[MDEV-8975] [PATCH] 10.1 Fails To Join Existing Galera Cluster Created: 2015-10-20  Updated: 2015-11-17  Resolved: 2015-11-06

Status: Closed
Project: MariaDB Server
Component/s: Galera, Galera SST
Affects Version/s: 10.1.8
Fix Version/s: 10.1.9

Type: Bug Priority: Blocker
Reporter: Vincent Milum Jr Assignee: Nirbhay Choubey (Inactive)
Resolution: Fixed Votes: 1
Labels: galera, patch, sst
Environment:

Debian 8.2 netinst install
MariaDB 10.1.8-MariaDB-1~jessie-log


Attachments: Text File mariadb-10.1-sst.log     Text File mariadb-10.1.log    
Issue Links:
Problem/Incident
is caused by MDEV-8034 wsrep_node_address can't be ipv6 Closed

 Description   

MariaDB 10.1.8 fails to join an existing MariaDB 10.0.21 cluster for migration.

With the existing cluster environment up and running, I built two parallel VMs to test joining. Both have fresh installs from the Debian 8.2 netinst.iso. After ISO installation completed, SSH was installed for ease of access.

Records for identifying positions
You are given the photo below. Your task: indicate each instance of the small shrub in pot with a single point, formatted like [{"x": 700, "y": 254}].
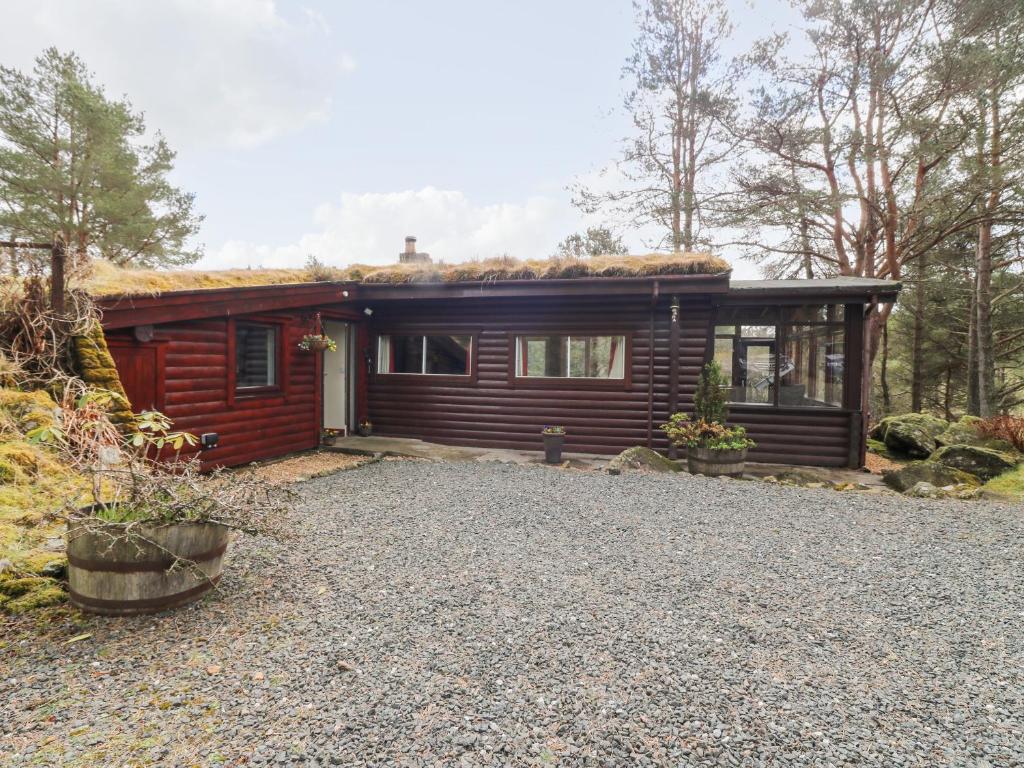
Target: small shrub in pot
[
  {"x": 155, "y": 528},
  {"x": 713, "y": 448}
]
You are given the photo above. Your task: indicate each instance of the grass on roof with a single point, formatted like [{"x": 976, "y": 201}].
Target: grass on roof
[{"x": 108, "y": 280}]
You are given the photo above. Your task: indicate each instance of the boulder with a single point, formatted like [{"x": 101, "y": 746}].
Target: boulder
[
  {"x": 913, "y": 434},
  {"x": 982, "y": 462},
  {"x": 640, "y": 458},
  {"x": 932, "y": 424},
  {"x": 907, "y": 476}
]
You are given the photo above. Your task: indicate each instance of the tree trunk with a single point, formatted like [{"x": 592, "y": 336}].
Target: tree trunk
[
  {"x": 918, "y": 342},
  {"x": 972, "y": 356},
  {"x": 947, "y": 398},
  {"x": 884, "y": 373}
]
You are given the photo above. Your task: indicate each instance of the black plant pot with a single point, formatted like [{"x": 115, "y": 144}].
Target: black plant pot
[{"x": 553, "y": 448}]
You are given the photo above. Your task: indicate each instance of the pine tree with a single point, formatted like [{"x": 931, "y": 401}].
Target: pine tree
[{"x": 73, "y": 163}]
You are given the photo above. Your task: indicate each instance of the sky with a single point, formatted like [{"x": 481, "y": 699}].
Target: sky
[{"x": 335, "y": 129}]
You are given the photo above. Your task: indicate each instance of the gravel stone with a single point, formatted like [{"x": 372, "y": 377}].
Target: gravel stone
[{"x": 484, "y": 614}]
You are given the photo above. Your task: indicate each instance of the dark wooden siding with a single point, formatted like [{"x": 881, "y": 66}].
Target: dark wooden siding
[{"x": 197, "y": 398}]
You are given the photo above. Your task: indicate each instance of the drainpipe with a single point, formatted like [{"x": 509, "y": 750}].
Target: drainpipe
[
  {"x": 865, "y": 376},
  {"x": 674, "y": 364}
]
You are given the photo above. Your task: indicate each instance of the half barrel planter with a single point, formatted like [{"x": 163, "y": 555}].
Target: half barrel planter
[
  {"x": 154, "y": 568},
  {"x": 716, "y": 463}
]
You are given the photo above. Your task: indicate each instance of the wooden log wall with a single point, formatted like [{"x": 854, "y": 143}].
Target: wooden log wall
[{"x": 492, "y": 410}]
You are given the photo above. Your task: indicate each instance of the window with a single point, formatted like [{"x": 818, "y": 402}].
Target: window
[
  {"x": 439, "y": 355},
  {"x": 570, "y": 356},
  {"x": 255, "y": 355},
  {"x": 792, "y": 356}
]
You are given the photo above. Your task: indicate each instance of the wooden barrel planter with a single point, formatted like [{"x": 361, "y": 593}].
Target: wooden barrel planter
[
  {"x": 115, "y": 574},
  {"x": 716, "y": 463}
]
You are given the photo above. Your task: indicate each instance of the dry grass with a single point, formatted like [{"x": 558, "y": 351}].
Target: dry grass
[
  {"x": 108, "y": 280},
  {"x": 305, "y": 466},
  {"x": 503, "y": 268}
]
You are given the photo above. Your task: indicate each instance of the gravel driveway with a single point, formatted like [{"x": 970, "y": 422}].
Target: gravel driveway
[{"x": 431, "y": 613}]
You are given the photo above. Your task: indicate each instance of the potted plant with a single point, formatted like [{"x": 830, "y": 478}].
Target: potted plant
[
  {"x": 713, "y": 448},
  {"x": 317, "y": 343},
  {"x": 554, "y": 438},
  {"x": 154, "y": 532}
]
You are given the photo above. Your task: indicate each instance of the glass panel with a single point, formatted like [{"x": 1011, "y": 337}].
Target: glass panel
[
  {"x": 596, "y": 356},
  {"x": 255, "y": 355},
  {"x": 574, "y": 356},
  {"x": 747, "y": 354},
  {"x": 812, "y": 367},
  {"x": 449, "y": 354},
  {"x": 748, "y": 315},
  {"x": 541, "y": 355},
  {"x": 400, "y": 354}
]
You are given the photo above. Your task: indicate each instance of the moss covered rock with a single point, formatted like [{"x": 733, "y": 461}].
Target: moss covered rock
[
  {"x": 642, "y": 459},
  {"x": 939, "y": 475},
  {"x": 965, "y": 432},
  {"x": 982, "y": 462},
  {"x": 23, "y": 412},
  {"x": 913, "y": 434}
]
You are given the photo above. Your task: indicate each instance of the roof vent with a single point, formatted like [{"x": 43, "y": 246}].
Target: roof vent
[{"x": 410, "y": 256}]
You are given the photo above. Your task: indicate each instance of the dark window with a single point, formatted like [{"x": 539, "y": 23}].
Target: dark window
[
  {"x": 788, "y": 356},
  {"x": 570, "y": 356},
  {"x": 255, "y": 355},
  {"x": 424, "y": 354}
]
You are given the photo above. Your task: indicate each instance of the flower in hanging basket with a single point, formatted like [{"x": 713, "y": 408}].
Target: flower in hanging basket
[{"x": 317, "y": 343}]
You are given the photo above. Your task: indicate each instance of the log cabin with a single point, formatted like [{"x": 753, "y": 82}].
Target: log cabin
[{"x": 487, "y": 353}]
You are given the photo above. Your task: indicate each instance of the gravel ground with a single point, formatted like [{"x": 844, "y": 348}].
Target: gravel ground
[{"x": 429, "y": 613}]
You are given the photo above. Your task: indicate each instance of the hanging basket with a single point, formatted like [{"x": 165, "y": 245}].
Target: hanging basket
[{"x": 317, "y": 343}]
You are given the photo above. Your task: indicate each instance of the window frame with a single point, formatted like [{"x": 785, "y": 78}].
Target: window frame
[
  {"x": 467, "y": 378},
  {"x": 777, "y": 320},
  {"x": 569, "y": 382},
  {"x": 235, "y": 392}
]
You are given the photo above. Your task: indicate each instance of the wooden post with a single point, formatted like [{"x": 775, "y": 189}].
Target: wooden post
[{"x": 57, "y": 276}]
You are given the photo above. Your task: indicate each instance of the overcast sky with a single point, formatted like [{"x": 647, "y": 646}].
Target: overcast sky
[{"x": 337, "y": 128}]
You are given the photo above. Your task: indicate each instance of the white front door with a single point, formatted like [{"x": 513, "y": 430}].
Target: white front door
[{"x": 336, "y": 377}]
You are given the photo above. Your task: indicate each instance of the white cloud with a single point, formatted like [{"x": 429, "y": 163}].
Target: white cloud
[
  {"x": 370, "y": 228},
  {"x": 235, "y": 73}
]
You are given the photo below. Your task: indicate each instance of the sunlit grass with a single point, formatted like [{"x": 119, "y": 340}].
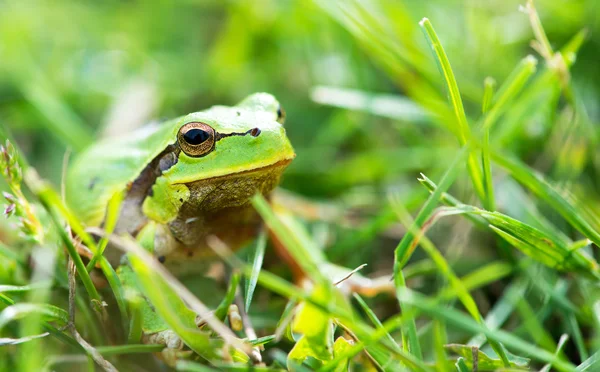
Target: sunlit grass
[{"x": 476, "y": 196}]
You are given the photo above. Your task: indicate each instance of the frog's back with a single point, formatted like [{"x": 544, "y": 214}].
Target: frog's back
[{"x": 109, "y": 167}]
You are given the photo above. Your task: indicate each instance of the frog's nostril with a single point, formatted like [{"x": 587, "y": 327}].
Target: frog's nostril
[{"x": 255, "y": 132}]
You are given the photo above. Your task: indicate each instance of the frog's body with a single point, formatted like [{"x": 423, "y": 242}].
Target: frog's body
[{"x": 184, "y": 191}]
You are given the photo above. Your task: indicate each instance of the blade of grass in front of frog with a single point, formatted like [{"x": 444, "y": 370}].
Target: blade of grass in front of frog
[
  {"x": 48, "y": 312},
  {"x": 223, "y": 308},
  {"x": 489, "y": 202},
  {"x": 376, "y": 322},
  {"x": 500, "y": 312},
  {"x": 532, "y": 325},
  {"x": 257, "y": 260},
  {"x": 171, "y": 308},
  {"x": 405, "y": 247},
  {"x": 440, "y": 338},
  {"x": 462, "y": 130},
  {"x": 559, "y": 350},
  {"x": 535, "y": 182},
  {"x": 189, "y": 366},
  {"x": 284, "y": 288},
  {"x": 590, "y": 364},
  {"x": 455, "y": 318},
  {"x": 541, "y": 85},
  {"x": 444, "y": 268},
  {"x": 293, "y": 238},
  {"x": 113, "y": 210},
  {"x": 130, "y": 349},
  {"x": 511, "y": 87},
  {"x": 575, "y": 329},
  {"x": 373, "y": 336},
  {"x": 478, "y": 278}
]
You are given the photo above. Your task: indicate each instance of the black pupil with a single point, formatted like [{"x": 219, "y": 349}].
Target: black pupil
[{"x": 195, "y": 136}]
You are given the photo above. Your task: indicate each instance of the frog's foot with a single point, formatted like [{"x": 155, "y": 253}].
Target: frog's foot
[
  {"x": 167, "y": 337},
  {"x": 350, "y": 281}
]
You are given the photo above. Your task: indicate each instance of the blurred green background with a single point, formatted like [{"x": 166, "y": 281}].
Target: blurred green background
[{"x": 366, "y": 105}]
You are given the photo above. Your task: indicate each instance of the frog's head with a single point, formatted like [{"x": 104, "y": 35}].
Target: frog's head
[{"x": 221, "y": 157}]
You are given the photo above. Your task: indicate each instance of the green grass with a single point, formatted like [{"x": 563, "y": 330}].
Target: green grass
[{"x": 455, "y": 155}]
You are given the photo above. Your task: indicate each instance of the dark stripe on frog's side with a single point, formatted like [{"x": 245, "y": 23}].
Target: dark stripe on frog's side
[{"x": 132, "y": 219}]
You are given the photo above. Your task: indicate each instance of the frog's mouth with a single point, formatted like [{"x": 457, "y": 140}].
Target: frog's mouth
[{"x": 278, "y": 167}]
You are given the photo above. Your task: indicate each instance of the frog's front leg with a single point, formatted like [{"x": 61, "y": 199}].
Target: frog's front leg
[{"x": 154, "y": 239}]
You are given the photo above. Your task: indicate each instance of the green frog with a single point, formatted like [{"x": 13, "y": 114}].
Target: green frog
[
  {"x": 182, "y": 181},
  {"x": 186, "y": 179}
]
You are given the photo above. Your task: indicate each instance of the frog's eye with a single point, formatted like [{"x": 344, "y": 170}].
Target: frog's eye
[
  {"x": 196, "y": 139},
  {"x": 280, "y": 115}
]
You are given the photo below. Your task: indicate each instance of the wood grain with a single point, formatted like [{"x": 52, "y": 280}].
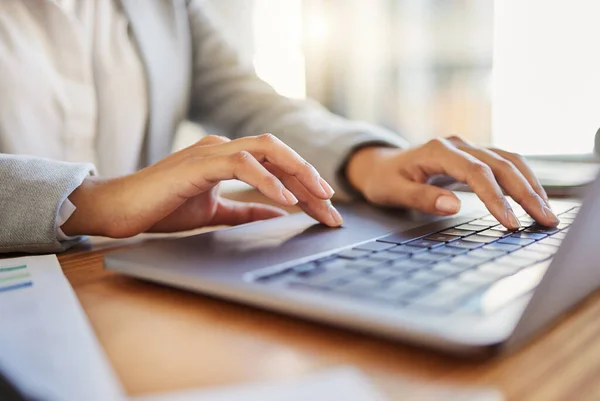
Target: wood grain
[{"x": 161, "y": 339}]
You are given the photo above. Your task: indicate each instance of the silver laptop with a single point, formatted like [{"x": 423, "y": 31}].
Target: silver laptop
[{"x": 463, "y": 284}]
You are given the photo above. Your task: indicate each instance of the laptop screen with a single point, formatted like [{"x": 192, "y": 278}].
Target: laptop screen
[{"x": 546, "y": 76}]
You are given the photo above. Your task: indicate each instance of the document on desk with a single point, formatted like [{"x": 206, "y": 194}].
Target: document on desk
[
  {"x": 47, "y": 347},
  {"x": 343, "y": 383}
]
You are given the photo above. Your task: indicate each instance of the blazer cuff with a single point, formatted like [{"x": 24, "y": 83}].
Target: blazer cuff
[{"x": 335, "y": 174}]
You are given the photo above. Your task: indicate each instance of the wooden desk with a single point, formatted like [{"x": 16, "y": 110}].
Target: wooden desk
[{"x": 161, "y": 339}]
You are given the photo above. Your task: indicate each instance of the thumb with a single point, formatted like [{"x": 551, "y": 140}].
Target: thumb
[
  {"x": 424, "y": 197},
  {"x": 232, "y": 213}
]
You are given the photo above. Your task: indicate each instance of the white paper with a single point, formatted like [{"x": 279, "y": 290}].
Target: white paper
[{"x": 47, "y": 346}]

WORK INSTRUCTIONS
Continue the MariaDB Galera bug report from its last sentence, keeping the reporter's voice and level of detail.

RESULT FOR THIS EXERCISE
From here, each of the VMs were configured per instructions on this page: https://downloads.mariadb.org/mariadb/repositories/

The only difference in the two VMs is the reference to "10.0" and "10.1" in the source repository and the packages installed - "mariadb-galera-server" on 10.0 and "mariadb-server" on 10.1

The following file was created with contents below on each VM: /etc/mysql/conf.d/galera.cnf

[mysqld]
log_slave_updates=1
innodb_buffer_pool_size=768M

[galera]
wsrep_on=ON
wsrep_provider=/usr/lib/galera/libgalera_smm.so
wsrep_provider_options="gmcast.segment=3"
wsrep_cluster_name="CLUSTERNAME"
wsrep_cluster_address="gcomm://192.168.100.10"
wsrep_sst_method=rsync
binlog_format=ROW
default-storage-engine=innodb
innodb_autoinc_lock_mode=2
bind-address=0.0.0.0

After creating this file, the mariadb server was restarted on each VM.

The MariaDB 10.0.21 VM joined the cluster without issue.

The MariaDB 10.1.8 VM failed to join the cluster. Log file attached.



 Comments   
Comment by Nirbhay Choubey (Inactive) [ 2015-10-27 ]

darkain
Can you try setting wsrep_sst_receive_address and see how it goes?

https://mariadb.com/kb/en/mariadb/galera-cluster-system-variables/#wsrep_sst_receive_address

mysqld[9460]: 2015-10-20  9:45:34 139731981920000 [ERROR] WSREP: Failed to guess address to accept state transfer. wsrep_sst_receive_address must be set manually.

Comment by Vincent Milum Jr [ 2015-10-27 ]

Added the option to the end of the galera.cnf file, specifying my "admin" node (192.168.100.10).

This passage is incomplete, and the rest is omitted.